DATA UNDER STUDY:
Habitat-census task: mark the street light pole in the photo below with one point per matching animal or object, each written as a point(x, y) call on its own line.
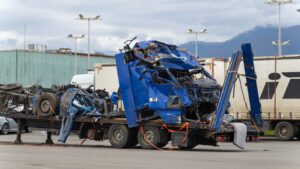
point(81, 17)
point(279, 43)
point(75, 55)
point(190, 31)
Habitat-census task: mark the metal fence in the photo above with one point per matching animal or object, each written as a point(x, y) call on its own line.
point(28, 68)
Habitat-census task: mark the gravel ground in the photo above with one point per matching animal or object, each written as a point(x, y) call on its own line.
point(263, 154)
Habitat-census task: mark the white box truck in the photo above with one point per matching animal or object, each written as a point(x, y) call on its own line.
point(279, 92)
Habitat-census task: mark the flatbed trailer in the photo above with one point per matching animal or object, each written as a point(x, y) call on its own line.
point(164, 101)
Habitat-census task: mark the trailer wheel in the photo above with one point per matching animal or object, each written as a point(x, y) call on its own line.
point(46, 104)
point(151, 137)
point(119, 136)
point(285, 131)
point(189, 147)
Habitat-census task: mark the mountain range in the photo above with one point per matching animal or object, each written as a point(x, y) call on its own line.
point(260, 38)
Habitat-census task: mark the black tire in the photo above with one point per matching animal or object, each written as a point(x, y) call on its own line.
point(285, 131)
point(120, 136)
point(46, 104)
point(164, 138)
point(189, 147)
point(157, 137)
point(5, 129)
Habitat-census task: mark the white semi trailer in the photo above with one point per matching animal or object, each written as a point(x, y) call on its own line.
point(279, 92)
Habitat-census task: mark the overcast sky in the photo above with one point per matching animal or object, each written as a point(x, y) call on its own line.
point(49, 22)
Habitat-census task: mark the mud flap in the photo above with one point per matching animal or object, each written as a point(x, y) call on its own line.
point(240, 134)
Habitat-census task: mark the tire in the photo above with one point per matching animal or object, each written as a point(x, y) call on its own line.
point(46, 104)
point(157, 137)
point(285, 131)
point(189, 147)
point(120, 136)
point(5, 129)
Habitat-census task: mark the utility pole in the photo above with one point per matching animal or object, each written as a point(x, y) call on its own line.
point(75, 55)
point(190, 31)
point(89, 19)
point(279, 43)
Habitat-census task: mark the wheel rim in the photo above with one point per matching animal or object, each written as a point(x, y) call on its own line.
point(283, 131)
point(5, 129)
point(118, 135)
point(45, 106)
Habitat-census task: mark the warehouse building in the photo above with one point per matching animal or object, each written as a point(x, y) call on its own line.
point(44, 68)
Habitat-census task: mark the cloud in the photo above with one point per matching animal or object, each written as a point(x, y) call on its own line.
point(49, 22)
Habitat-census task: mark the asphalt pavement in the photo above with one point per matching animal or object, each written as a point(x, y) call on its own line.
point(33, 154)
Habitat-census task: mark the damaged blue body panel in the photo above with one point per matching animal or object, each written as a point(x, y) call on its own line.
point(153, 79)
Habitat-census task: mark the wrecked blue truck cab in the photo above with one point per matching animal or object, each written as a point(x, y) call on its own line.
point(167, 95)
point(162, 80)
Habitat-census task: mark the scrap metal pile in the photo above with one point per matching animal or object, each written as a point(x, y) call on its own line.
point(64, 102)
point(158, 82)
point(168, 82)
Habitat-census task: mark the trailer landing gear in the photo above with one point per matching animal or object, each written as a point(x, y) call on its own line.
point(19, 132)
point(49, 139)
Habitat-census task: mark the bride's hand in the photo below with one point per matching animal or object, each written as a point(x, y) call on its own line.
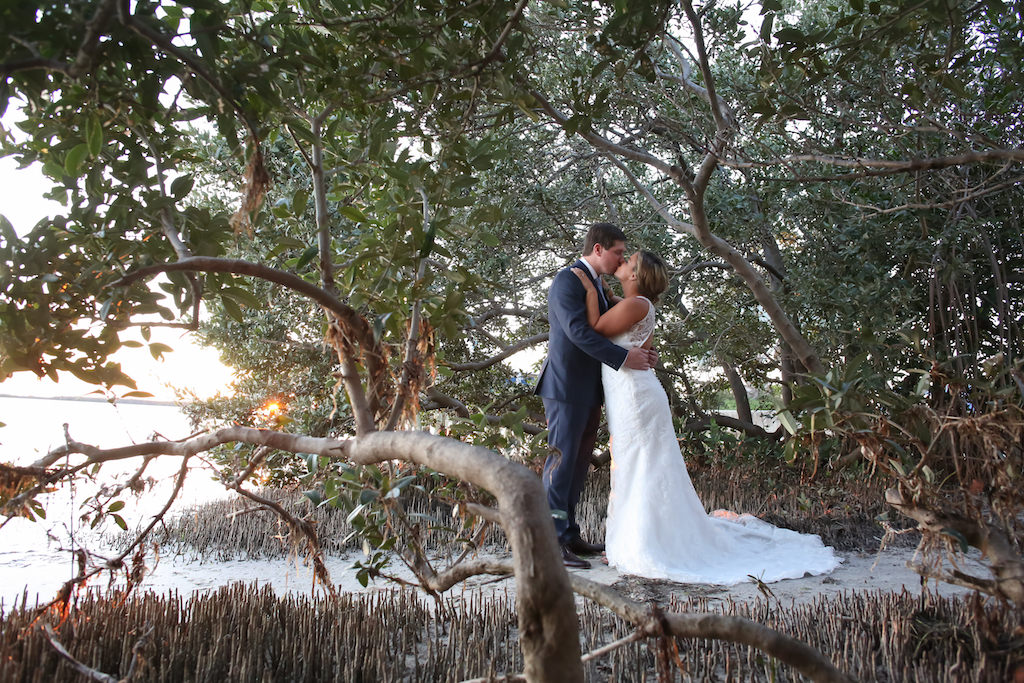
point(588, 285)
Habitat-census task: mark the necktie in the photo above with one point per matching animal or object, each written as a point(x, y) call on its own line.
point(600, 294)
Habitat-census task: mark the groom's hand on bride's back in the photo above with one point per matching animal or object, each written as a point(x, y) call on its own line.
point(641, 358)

* * *

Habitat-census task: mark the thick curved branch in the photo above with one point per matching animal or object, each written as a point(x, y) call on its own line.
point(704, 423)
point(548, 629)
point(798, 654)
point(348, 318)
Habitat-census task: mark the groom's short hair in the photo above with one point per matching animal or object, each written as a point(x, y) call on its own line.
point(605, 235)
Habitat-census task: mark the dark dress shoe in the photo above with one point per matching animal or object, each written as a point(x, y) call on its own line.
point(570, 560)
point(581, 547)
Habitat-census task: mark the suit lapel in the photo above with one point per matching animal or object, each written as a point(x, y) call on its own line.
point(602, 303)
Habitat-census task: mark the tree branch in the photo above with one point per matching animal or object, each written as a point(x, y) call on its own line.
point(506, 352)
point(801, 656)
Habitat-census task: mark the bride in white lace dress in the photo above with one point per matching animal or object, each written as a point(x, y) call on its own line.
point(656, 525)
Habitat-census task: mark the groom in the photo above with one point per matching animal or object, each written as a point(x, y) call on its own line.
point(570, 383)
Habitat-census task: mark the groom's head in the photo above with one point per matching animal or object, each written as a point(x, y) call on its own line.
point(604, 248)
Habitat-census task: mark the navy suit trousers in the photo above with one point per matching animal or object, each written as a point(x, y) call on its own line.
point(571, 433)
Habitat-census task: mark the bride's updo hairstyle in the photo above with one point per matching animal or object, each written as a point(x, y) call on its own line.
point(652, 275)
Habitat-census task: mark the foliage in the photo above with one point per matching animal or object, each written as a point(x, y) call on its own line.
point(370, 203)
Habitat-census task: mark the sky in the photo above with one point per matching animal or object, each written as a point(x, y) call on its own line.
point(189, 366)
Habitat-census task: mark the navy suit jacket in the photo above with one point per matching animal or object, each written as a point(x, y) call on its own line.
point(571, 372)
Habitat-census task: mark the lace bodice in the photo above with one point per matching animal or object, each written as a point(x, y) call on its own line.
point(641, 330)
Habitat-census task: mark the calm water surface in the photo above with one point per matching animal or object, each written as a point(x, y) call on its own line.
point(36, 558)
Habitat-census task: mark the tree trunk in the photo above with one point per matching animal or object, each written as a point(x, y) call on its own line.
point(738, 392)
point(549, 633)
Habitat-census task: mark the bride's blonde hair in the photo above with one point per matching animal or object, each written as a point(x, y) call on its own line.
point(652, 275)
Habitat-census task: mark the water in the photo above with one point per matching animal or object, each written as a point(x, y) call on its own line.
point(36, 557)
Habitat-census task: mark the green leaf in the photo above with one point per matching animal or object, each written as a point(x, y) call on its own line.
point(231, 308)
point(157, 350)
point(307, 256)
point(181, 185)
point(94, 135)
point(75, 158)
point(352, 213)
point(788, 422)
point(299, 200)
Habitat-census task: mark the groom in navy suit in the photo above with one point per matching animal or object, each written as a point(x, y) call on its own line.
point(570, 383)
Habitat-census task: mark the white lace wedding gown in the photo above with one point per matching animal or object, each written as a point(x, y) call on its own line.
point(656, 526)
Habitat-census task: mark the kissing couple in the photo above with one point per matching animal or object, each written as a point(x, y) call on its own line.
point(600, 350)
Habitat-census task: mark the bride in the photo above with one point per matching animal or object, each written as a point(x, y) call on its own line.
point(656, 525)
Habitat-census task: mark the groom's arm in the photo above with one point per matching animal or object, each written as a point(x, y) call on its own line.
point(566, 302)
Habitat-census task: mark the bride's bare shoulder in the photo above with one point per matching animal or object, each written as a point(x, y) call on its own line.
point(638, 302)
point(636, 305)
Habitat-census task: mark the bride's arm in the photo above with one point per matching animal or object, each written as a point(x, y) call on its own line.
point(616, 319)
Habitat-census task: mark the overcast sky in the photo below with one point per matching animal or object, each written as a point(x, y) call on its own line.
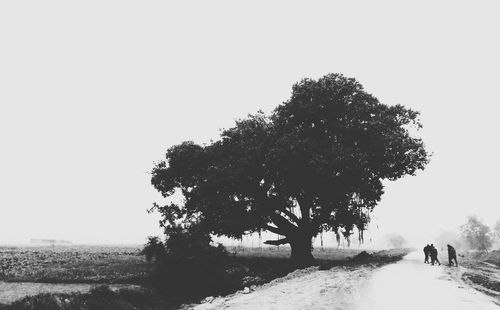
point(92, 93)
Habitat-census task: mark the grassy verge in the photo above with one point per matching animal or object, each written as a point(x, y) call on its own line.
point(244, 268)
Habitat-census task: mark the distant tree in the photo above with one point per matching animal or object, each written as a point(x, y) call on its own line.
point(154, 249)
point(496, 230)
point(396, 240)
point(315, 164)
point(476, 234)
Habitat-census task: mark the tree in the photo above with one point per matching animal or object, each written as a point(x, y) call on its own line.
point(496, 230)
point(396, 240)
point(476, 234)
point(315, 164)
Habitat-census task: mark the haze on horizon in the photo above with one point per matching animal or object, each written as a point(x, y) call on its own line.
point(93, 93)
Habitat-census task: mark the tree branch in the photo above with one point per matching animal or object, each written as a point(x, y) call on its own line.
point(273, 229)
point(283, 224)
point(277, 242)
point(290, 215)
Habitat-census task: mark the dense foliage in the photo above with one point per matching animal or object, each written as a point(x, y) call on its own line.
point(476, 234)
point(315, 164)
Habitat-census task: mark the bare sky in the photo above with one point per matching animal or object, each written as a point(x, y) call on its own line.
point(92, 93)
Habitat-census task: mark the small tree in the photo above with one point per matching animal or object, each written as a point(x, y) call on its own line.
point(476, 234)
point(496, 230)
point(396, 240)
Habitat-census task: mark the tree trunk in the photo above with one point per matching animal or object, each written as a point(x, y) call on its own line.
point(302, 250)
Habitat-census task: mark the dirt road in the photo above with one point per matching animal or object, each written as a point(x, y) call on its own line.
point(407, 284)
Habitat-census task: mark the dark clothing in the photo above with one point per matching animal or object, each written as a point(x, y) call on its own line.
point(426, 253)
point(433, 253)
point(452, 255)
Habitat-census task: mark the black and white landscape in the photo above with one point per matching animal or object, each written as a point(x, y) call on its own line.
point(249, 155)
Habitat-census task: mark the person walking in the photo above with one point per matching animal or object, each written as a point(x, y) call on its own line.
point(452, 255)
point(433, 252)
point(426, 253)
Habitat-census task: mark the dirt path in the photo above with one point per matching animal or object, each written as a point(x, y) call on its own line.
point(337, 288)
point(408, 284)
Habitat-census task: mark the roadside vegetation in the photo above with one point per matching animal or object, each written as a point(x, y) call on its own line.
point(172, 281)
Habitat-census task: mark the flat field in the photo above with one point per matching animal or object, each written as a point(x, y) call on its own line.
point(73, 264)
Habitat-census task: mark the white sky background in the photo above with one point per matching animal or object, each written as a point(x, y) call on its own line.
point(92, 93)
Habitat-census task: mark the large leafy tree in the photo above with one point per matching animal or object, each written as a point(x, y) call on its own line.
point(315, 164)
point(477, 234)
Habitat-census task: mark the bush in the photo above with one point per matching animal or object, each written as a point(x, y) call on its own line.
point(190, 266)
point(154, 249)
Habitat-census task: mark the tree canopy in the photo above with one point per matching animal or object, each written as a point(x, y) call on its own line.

TASK TO CARRY OUT: Your reply is to repeat, unchanged, the lines above running from the one with "Habitat-census task: mark the black and" up to and including the one with "Habitat-census task: mark the tree canopy".

YOUR SOLUTION:
Habitat-census task: mark the black and white landscape in the photo above with one point per matching animal or object, each written as a point(x, y) call on its own line.
point(249, 155)
Habitat-census task: mark the person walking in the photo above with one point per matching animal or object, each written as a point(x, y) call on its own line.
point(452, 255)
point(433, 252)
point(426, 253)
Habitat-census task: mark the dirt path in the photo above with one point per matching animal or object, each written as a point(x, y) call on its own line.
point(337, 288)
point(408, 284)
Habitat-census task: mark the roadside vegetation in the photo above with one point per matching animal or object, each written as a point(x, y) call on its own line.
point(172, 281)
Habitat-census task: mark the flat field in the photo above with one point per matching animal or object, each written as a point(x, y) call on its own line.
point(73, 264)
Habitat-census task: mark the white sky background in the photo above with one point per matching animal or object, each written as a point(x, y) call on its own line.
point(92, 93)
Habitat-census task: mark the large leafy tree in the photo above with one point per matching animal or object, each written as a point(x, y) call on its own line.
point(315, 164)
point(477, 234)
Habitat-census task: mark the bush in the photo above with one point per matching animal or object, each written as a point(x, y) call on its own line.
point(190, 266)
point(154, 249)
Habitat-census task: mark the tree canopy in the photo above with one point per matching animal or object, each written as a point(x, y) call on its own line.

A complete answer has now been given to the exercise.